⟨

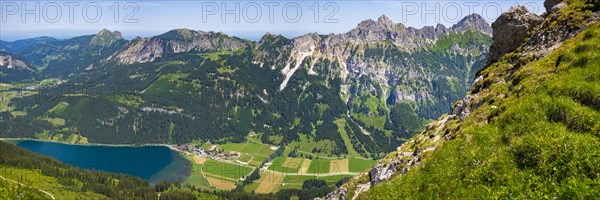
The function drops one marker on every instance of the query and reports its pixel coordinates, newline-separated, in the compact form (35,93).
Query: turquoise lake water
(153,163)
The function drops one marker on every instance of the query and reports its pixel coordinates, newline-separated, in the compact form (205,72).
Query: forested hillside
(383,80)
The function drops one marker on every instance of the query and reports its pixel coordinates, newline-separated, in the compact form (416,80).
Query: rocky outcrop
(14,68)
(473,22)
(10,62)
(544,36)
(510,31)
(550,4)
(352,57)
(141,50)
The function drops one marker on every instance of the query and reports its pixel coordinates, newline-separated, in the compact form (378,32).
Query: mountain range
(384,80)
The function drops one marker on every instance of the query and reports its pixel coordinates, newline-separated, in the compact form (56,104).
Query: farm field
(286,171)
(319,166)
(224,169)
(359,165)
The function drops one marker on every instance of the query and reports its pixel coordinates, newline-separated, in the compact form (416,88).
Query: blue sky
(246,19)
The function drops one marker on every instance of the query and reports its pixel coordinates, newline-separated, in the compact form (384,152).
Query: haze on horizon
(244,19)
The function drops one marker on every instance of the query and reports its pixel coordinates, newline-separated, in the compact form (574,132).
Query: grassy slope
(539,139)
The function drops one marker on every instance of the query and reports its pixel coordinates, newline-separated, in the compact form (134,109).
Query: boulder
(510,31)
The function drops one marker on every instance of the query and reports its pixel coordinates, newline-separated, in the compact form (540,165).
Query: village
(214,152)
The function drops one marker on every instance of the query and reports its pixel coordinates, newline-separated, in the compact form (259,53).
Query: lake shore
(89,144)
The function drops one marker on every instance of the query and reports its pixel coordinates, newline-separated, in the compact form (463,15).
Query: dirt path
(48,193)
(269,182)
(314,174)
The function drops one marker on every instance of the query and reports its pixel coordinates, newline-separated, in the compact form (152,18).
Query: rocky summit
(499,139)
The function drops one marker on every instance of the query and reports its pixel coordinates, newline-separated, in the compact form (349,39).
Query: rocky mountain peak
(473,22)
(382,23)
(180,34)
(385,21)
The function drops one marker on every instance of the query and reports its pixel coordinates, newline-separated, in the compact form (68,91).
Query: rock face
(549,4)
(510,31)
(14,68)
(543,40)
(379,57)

⟩
⟨

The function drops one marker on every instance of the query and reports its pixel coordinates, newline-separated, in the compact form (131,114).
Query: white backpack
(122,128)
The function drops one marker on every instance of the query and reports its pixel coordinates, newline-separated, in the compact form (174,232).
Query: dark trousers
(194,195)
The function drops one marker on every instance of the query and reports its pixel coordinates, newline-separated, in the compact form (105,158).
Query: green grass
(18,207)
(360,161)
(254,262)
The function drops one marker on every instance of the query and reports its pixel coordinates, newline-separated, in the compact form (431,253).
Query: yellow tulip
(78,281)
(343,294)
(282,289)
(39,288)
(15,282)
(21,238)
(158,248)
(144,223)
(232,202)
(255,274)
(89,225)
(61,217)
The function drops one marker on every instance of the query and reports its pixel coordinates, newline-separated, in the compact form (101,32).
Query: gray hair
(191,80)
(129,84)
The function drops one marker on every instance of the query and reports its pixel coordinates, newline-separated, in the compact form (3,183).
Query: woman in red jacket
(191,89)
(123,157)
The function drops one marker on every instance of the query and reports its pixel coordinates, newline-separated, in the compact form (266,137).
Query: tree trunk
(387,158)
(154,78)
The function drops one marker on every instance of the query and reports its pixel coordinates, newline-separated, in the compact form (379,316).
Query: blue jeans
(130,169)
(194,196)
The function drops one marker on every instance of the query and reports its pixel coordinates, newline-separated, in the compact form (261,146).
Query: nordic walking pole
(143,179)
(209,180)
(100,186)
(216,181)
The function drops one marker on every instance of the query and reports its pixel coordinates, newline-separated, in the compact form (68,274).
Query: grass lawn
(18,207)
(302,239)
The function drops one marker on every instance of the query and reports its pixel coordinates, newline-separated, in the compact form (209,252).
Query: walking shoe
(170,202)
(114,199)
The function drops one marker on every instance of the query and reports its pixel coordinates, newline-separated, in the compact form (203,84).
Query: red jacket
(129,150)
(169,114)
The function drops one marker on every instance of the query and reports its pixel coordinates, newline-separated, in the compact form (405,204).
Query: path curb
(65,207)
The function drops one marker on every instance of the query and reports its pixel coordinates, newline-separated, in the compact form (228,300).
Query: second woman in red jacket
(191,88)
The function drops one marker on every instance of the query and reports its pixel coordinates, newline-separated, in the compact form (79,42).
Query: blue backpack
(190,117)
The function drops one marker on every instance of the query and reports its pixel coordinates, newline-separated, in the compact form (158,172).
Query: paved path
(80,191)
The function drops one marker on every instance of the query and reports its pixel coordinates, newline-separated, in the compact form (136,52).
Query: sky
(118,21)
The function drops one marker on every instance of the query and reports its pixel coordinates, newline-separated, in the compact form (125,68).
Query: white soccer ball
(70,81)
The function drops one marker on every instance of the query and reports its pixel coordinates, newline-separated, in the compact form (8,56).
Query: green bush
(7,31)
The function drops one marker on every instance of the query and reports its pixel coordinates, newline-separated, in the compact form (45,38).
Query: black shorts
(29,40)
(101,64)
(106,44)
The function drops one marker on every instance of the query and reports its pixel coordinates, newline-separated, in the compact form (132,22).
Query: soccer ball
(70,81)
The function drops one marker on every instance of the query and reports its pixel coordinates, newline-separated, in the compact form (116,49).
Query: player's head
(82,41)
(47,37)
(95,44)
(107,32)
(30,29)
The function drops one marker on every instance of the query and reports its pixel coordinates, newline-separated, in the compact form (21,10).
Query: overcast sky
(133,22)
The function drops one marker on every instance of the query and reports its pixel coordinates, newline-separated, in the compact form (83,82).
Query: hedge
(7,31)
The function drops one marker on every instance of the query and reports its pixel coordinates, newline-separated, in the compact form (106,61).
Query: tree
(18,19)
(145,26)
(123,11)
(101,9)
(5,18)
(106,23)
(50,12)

⟩

◆ Task description ◆
Please give again the lines above between the line holding "compact form (35,93)." and the line holding "compact form (205,72).", inclusive, exactly as they are and with nothing added.

◆ Task response ◆
The function drops one marker on every instance of the query and reports its pixel coordinates, newline-separated, in the compact form (35,93).
Query: turquoise lake water
(153,163)
The function drops one marker on every instance of the query and reports its pixel coordinates, newline-separated, in the compact form (205,72).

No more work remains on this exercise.